[Opening Extracted data section]

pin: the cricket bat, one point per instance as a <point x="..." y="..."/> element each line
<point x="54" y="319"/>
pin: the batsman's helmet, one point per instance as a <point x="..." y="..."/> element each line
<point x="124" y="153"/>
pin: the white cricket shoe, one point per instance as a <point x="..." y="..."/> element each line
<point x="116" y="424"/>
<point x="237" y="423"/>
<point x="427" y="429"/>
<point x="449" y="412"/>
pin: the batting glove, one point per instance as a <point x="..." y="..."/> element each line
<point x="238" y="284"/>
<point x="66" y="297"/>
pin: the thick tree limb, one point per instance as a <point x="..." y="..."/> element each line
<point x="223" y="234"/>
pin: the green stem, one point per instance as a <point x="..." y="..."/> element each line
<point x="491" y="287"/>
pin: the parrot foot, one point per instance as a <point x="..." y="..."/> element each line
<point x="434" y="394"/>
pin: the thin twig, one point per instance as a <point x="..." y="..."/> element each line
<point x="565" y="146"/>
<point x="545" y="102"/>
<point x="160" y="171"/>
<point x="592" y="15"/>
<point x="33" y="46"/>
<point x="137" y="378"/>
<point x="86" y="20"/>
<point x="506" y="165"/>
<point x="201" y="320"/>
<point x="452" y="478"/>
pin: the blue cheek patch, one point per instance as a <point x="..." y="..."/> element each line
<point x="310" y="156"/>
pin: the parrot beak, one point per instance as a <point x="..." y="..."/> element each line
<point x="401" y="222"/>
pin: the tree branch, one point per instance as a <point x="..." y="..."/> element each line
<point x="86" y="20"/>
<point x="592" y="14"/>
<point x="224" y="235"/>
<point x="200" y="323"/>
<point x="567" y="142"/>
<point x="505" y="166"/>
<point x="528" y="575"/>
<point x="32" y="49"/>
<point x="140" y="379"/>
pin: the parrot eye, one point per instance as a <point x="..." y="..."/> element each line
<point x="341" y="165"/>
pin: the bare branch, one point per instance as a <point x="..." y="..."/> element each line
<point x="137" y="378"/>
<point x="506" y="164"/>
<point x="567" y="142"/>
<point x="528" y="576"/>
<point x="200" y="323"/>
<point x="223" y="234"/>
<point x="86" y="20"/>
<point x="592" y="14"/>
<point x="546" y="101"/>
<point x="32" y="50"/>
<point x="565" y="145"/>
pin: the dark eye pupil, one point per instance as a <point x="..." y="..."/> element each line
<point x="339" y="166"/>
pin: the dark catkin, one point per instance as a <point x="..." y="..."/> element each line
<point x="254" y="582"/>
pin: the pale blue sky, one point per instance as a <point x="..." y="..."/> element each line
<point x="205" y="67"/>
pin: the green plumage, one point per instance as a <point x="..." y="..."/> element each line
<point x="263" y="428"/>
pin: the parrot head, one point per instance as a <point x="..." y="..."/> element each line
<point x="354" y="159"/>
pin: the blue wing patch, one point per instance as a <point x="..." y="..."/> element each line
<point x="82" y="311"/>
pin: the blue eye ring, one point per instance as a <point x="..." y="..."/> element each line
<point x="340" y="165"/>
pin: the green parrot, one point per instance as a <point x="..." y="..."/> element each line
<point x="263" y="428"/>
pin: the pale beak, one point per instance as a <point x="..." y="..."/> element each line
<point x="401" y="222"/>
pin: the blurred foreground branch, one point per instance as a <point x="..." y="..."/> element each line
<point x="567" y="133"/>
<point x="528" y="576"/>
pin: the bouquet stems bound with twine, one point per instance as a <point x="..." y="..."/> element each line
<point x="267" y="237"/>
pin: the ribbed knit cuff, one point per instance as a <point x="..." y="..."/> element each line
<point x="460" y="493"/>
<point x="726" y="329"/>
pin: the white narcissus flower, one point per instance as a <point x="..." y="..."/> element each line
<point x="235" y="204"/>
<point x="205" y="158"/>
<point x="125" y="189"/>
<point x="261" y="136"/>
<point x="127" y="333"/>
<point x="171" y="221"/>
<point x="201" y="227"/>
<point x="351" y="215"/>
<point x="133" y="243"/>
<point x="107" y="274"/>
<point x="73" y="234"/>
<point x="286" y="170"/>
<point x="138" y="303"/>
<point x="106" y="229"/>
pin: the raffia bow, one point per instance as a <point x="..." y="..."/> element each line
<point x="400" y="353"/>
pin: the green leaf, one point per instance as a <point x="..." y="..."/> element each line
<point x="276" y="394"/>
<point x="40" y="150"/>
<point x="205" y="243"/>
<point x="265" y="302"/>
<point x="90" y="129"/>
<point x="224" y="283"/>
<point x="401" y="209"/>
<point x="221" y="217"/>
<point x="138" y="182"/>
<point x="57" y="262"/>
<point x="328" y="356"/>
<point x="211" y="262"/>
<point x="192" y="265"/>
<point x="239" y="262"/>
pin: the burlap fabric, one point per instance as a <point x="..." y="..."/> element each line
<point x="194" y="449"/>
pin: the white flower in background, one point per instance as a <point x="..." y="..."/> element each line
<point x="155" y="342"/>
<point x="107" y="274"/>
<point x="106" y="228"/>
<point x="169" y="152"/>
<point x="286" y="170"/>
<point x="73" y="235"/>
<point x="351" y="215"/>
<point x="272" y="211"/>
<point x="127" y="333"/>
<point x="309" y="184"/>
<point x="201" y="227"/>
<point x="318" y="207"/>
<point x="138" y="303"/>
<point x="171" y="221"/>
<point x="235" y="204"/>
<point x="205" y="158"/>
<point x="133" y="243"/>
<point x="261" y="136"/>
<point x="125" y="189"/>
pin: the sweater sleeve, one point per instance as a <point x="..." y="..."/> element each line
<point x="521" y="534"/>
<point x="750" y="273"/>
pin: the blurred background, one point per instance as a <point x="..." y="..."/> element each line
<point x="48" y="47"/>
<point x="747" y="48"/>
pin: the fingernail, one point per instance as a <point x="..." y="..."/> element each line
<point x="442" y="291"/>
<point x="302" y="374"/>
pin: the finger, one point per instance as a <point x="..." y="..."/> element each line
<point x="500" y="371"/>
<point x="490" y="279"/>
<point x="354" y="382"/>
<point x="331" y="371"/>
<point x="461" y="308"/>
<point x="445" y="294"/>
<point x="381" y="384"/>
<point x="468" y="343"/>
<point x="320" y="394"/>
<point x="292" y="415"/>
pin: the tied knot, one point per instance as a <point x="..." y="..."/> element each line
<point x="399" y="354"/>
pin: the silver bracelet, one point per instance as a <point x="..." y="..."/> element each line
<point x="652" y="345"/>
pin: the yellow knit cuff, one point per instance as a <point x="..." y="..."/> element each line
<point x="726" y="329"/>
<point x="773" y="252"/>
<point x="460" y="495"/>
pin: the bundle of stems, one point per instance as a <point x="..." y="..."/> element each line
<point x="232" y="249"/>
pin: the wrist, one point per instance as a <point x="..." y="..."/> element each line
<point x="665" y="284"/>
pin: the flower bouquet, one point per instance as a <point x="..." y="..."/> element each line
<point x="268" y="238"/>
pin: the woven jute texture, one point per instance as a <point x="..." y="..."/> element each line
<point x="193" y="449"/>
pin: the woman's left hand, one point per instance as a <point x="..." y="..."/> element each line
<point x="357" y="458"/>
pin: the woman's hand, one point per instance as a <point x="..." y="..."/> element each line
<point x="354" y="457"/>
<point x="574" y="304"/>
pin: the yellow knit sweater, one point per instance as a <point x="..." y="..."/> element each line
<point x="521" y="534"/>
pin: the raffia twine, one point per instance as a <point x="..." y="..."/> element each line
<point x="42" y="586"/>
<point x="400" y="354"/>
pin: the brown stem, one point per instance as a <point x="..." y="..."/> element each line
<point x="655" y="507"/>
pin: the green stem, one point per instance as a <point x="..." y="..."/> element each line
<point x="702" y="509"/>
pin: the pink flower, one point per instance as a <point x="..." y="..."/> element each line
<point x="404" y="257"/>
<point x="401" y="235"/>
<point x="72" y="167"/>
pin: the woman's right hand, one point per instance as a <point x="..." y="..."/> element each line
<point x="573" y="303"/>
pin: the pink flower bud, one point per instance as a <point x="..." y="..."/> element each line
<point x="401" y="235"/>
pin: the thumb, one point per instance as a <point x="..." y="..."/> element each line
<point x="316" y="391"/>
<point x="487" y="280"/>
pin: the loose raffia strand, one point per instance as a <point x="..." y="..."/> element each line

[Closing Extracted data section]

Word for word, restate the lines running from the one containing "pin: the woman's left" through the final line of the records above, and nothing besides.

pin: the woman's left hand, one point per instance as a <point x="..." y="..."/> element each line
<point x="357" y="458"/>
pin: the woman's hand, one point per instance as a <point x="..." y="..."/> element each line
<point x="354" y="457"/>
<point x="574" y="304"/>
pin: the yellow knit sweater, one point per instance as a <point x="..." y="..."/> element each line
<point x="521" y="534"/>
pin: the raffia twine, one point per instance as a <point x="..." y="..."/> element each line
<point x="42" y="586"/>
<point x="400" y="354"/>
pin: the brown stem, one point per instance as a <point x="..." y="..."/> element each line
<point x="655" y="507"/>
pin: the green stem, one point per instance as a <point x="..." y="..."/> element each line
<point x="702" y="509"/>
pin: the pink flower, one point per instance as a <point x="..." y="..."/> element each line
<point x="404" y="257"/>
<point x="401" y="235"/>
<point x="72" y="167"/>
pin: the woman's right hand, one point per instance as a <point x="..." y="..."/> element each line
<point x="573" y="303"/>
pin: the pink flower bud, one point per instance as a <point x="..." y="..."/> element each line
<point x="401" y="235"/>
pin: the thumb, one point per instance as a <point x="..." y="..."/> element each line
<point x="316" y="391"/>
<point x="487" y="280"/>
pin: the loose raffia strand, one point per instance as a <point x="..." y="..."/> element each line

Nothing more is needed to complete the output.